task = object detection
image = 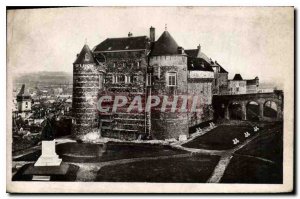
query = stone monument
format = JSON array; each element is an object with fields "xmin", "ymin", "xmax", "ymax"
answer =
[{"xmin": 34, "ymin": 115, "xmax": 62, "ymax": 167}]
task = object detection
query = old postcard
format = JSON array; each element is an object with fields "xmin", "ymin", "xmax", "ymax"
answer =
[{"xmin": 7, "ymin": 7, "xmax": 294, "ymax": 193}]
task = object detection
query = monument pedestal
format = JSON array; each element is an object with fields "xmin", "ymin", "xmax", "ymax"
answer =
[{"xmin": 34, "ymin": 140, "xmax": 62, "ymax": 167}]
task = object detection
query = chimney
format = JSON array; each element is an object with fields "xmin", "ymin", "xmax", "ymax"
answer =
[
  {"xmin": 150, "ymin": 26, "xmax": 155, "ymax": 42},
  {"xmin": 197, "ymin": 44, "xmax": 201, "ymax": 57},
  {"xmin": 177, "ymin": 46, "xmax": 184, "ymax": 54}
]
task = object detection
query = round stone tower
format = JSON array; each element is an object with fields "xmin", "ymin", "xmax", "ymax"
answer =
[{"xmin": 72, "ymin": 45, "xmax": 102, "ymax": 139}]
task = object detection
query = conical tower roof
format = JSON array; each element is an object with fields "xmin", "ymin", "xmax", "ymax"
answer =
[
  {"xmin": 151, "ymin": 31, "xmax": 179, "ymax": 56},
  {"xmin": 74, "ymin": 44, "xmax": 96, "ymax": 64}
]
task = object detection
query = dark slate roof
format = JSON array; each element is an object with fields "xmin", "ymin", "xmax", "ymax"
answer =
[
  {"xmin": 184, "ymin": 49, "xmax": 211, "ymax": 63},
  {"xmin": 17, "ymin": 84, "xmax": 30, "ymax": 97},
  {"xmin": 184, "ymin": 49, "xmax": 198, "ymax": 57},
  {"xmin": 150, "ymin": 31, "xmax": 179, "ymax": 56},
  {"xmin": 215, "ymin": 61, "xmax": 228, "ymax": 73},
  {"xmin": 74, "ymin": 44, "xmax": 96, "ymax": 64},
  {"xmin": 233, "ymin": 74, "xmax": 243, "ymax": 81},
  {"xmin": 94, "ymin": 36, "xmax": 148, "ymax": 52},
  {"xmin": 188, "ymin": 57, "xmax": 214, "ymax": 72}
]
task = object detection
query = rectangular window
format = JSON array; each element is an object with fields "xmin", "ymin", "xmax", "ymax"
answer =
[
  {"xmin": 167, "ymin": 73, "xmax": 177, "ymax": 86},
  {"xmin": 132, "ymin": 75, "xmax": 138, "ymax": 82},
  {"xmin": 99, "ymin": 74, "xmax": 103, "ymax": 89},
  {"xmin": 112, "ymin": 75, "xmax": 118, "ymax": 83},
  {"xmin": 125, "ymin": 75, "xmax": 132, "ymax": 84},
  {"xmin": 116, "ymin": 75, "xmax": 125, "ymax": 83},
  {"xmin": 136, "ymin": 61, "xmax": 141, "ymax": 69},
  {"xmin": 147, "ymin": 73, "xmax": 151, "ymax": 86}
]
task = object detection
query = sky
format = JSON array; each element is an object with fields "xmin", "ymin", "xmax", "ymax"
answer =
[{"xmin": 7, "ymin": 7, "xmax": 294, "ymax": 83}]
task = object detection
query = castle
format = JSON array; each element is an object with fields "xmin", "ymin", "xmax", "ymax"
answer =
[{"xmin": 72, "ymin": 27, "xmax": 258, "ymax": 140}]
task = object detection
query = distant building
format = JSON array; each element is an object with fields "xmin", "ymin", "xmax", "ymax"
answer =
[
  {"xmin": 228, "ymin": 74, "xmax": 259, "ymax": 95},
  {"xmin": 246, "ymin": 77, "xmax": 259, "ymax": 93},
  {"xmin": 17, "ymin": 84, "xmax": 32, "ymax": 118}
]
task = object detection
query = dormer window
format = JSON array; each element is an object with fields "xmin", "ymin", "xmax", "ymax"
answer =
[
  {"xmin": 167, "ymin": 72, "xmax": 177, "ymax": 86},
  {"xmin": 136, "ymin": 61, "xmax": 141, "ymax": 68},
  {"xmin": 84, "ymin": 53, "xmax": 90, "ymax": 61}
]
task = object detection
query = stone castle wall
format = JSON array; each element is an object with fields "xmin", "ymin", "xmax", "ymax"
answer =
[{"xmin": 72, "ymin": 64, "xmax": 100, "ymax": 138}]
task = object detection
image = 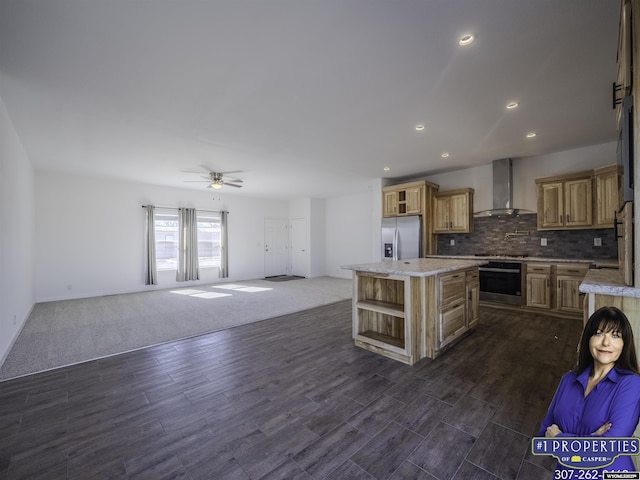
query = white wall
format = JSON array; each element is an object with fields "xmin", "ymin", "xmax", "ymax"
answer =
[
  {"xmin": 0, "ymin": 98, "xmax": 35, "ymax": 365},
  {"xmin": 35, "ymin": 171, "xmax": 288, "ymax": 302},
  {"xmin": 426, "ymin": 142, "xmax": 617, "ymax": 212},
  {"xmin": 325, "ymin": 185, "xmax": 382, "ymax": 278},
  {"xmin": 309, "ymin": 198, "xmax": 327, "ymax": 277}
]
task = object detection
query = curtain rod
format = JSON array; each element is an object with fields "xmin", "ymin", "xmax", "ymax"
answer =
[{"xmin": 142, "ymin": 205, "xmax": 229, "ymax": 213}]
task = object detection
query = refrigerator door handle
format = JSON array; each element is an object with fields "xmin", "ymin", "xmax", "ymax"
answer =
[{"xmin": 393, "ymin": 228, "xmax": 398, "ymax": 261}]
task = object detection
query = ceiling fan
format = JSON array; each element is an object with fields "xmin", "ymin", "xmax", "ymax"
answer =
[{"xmin": 185, "ymin": 170, "xmax": 242, "ymax": 189}]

- _EXERCISE INSTRUCTIONS_: Report how many lines in the rows above contain the string "wall", and give only that number. Case counts.

- _SOLVED PROBLEM_: 2